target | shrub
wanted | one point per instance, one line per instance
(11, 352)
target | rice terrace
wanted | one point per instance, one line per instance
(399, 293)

**Goal:** Copy every one of the rows above word for word, keeping each line unchanged.

**Output below:**
target | shrub
wanted | one point per instance, one line per instance
(11, 352)
target | rice terrace
wanted | one point per instance, one line per instance
(399, 293)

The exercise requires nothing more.